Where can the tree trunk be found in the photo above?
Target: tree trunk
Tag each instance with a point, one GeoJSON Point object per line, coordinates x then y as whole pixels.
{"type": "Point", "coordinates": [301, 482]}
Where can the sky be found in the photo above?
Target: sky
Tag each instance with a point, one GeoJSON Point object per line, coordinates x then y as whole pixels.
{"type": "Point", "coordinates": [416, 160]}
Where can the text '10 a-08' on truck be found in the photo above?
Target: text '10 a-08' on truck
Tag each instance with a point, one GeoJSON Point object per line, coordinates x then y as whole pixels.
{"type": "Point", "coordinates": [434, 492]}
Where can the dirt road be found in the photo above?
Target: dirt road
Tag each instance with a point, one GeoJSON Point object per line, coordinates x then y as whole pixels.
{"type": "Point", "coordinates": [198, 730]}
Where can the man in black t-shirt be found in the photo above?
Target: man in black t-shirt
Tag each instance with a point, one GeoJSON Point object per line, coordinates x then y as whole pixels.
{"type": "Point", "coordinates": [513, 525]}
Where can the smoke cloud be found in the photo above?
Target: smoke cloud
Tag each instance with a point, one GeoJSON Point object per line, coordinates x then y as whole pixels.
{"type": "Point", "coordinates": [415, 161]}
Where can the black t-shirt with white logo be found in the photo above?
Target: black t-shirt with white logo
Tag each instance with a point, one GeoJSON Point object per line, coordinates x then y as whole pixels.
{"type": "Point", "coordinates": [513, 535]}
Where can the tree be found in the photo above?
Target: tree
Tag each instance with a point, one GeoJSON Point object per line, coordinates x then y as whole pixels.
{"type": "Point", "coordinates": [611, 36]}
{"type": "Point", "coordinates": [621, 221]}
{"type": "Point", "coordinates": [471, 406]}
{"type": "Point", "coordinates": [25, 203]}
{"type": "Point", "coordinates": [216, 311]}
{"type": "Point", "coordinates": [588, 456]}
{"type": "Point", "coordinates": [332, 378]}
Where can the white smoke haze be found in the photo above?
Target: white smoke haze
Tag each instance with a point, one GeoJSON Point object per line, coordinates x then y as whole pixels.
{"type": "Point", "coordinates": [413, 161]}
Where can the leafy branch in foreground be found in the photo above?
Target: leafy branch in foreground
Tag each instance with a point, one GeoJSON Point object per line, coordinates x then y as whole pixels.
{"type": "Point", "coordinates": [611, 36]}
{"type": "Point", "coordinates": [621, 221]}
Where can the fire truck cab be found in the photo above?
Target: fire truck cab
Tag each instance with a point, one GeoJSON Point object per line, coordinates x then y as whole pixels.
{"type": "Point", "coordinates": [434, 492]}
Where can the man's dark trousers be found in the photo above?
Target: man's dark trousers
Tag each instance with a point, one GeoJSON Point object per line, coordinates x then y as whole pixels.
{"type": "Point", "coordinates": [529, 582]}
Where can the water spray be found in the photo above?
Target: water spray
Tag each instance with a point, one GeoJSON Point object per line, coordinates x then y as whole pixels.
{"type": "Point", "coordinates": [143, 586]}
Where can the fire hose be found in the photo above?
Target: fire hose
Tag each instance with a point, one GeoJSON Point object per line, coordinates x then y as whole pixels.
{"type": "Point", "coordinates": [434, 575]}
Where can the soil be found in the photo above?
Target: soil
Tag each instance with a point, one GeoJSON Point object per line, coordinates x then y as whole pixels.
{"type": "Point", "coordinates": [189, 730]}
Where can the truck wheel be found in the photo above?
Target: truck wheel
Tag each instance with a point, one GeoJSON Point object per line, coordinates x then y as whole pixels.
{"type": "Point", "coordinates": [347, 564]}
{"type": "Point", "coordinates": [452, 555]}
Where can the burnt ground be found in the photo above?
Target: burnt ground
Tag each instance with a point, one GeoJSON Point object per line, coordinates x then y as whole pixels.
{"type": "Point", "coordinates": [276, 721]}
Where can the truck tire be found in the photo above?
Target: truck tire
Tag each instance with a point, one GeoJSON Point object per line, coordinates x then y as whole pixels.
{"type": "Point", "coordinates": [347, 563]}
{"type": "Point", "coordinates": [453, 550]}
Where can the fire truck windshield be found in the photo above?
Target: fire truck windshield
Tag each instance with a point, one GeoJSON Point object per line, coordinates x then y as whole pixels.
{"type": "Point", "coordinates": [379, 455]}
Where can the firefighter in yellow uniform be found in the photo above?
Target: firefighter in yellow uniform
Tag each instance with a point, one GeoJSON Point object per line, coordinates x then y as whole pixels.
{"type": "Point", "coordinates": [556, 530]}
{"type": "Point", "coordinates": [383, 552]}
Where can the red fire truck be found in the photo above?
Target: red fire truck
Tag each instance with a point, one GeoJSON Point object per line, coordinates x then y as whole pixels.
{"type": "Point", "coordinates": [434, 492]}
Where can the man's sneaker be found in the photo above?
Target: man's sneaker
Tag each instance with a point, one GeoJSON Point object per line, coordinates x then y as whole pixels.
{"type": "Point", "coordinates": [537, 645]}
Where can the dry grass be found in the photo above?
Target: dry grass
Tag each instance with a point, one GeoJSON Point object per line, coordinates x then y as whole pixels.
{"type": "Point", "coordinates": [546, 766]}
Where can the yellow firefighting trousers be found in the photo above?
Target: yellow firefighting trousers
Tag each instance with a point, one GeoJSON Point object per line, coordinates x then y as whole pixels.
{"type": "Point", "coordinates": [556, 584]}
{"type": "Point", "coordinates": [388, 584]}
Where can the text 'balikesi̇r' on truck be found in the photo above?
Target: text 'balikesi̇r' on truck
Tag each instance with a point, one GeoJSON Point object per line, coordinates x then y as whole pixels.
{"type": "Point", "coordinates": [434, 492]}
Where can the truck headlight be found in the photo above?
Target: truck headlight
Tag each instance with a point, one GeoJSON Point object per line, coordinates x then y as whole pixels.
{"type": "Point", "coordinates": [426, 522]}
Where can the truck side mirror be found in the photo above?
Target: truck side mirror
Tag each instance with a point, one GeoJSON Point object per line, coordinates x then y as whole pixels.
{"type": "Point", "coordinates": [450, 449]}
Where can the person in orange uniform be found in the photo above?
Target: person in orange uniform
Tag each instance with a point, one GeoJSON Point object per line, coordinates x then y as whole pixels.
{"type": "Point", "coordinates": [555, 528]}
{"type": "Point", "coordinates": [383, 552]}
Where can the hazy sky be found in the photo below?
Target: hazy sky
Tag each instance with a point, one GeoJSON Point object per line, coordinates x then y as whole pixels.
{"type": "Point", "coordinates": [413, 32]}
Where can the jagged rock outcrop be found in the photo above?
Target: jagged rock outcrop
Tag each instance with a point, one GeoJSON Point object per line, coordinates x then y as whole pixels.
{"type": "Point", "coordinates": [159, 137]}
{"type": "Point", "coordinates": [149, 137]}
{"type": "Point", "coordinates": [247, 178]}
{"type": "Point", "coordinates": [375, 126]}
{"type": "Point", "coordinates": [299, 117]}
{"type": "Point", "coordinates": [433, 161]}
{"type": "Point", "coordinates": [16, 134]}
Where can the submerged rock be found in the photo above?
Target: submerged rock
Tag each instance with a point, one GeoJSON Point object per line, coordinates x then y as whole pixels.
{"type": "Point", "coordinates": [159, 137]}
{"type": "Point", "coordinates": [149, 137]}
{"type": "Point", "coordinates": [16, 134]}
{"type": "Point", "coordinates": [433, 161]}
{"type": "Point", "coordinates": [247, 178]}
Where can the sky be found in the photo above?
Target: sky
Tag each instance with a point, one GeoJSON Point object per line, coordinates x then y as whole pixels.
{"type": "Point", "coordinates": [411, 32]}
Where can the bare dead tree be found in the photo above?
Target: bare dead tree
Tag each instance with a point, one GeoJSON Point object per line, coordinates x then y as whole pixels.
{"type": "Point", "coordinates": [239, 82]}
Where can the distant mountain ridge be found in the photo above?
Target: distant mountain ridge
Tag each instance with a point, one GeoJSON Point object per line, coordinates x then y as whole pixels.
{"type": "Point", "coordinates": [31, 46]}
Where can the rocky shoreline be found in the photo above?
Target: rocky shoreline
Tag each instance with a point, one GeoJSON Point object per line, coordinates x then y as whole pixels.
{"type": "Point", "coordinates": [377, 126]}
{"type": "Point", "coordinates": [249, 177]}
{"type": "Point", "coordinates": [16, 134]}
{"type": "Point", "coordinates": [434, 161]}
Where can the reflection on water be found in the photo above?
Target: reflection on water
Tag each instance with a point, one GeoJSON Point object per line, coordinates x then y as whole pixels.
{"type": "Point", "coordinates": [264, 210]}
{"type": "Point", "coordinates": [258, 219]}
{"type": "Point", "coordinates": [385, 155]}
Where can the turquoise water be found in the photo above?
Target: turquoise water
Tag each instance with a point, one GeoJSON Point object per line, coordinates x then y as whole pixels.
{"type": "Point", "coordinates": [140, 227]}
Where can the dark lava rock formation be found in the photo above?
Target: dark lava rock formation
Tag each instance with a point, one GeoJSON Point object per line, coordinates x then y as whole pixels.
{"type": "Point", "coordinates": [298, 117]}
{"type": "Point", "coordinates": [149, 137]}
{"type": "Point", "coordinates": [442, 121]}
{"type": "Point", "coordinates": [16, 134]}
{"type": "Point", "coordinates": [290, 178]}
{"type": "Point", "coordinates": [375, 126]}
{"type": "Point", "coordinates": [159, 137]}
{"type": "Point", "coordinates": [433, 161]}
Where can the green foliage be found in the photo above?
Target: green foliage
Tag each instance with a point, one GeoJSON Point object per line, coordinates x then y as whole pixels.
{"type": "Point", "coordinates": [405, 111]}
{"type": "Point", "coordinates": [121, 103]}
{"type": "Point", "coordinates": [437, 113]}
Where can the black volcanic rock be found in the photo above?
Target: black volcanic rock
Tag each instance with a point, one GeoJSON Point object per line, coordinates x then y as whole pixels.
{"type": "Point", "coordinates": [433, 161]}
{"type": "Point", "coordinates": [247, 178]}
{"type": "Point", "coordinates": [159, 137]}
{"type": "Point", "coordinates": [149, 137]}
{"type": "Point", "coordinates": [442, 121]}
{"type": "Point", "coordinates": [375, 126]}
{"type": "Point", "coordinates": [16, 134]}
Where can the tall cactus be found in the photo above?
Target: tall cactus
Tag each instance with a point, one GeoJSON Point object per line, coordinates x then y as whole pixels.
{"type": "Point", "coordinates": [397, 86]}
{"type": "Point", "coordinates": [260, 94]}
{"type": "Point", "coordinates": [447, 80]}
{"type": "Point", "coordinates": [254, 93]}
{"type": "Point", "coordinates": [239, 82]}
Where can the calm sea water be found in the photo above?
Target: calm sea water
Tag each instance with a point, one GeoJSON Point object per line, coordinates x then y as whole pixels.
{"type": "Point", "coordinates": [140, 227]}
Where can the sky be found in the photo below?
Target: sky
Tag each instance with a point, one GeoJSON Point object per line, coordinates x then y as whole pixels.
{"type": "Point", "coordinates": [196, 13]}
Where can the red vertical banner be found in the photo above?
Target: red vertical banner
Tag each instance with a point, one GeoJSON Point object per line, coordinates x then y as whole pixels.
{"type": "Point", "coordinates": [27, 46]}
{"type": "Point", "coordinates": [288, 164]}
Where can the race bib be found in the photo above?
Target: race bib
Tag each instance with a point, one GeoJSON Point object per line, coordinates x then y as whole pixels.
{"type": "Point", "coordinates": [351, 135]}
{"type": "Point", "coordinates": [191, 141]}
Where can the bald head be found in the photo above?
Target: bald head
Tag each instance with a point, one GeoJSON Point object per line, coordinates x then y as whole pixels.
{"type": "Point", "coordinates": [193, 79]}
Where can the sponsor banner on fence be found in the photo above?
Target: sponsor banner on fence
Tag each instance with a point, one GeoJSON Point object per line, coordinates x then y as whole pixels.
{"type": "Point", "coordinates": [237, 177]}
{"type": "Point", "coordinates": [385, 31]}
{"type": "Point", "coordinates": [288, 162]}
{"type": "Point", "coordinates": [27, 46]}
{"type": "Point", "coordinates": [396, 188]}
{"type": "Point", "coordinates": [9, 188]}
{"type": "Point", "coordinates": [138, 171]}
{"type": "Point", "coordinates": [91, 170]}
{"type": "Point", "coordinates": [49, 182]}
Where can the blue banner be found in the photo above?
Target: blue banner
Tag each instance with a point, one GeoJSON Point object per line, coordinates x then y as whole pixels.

Your task >> Your task is to extract the lines running from the one with "Where can the sponsor" to the end of the material, inclusive, copying each exactly and adding nothing.

Task answer >>
Where can the sponsor banner on fence be found in the photo above?
Target: sponsor banner on fence
Tag each instance with a point, one GeoJSON Point object per line, coordinates x then y as whole pixels.
{"type": "Point", "coordinates": [237, 177]}
{"type": "Point", "coordinates": [385, 31]}
{"type": "Point", "coordinates": [288, 162]}
{"type": "Point", "coordinates": [27, 46]}
{"type": "Point", "coordinates": [396, 188]}
{"type": "Point", "coordinates": [9, 188]}
{"type": "Point", "coordinates": [138, 171]}
{"type": "Point", "coordinates": [91, 170]}
{"type": "Point", "coordinates": [49, 182]}
Where can the blue banner be found in the photo above?
Target: blue banner
Tag each instance with a point, one GeoJSON Point object per line, coordinates x then y as whole pixels.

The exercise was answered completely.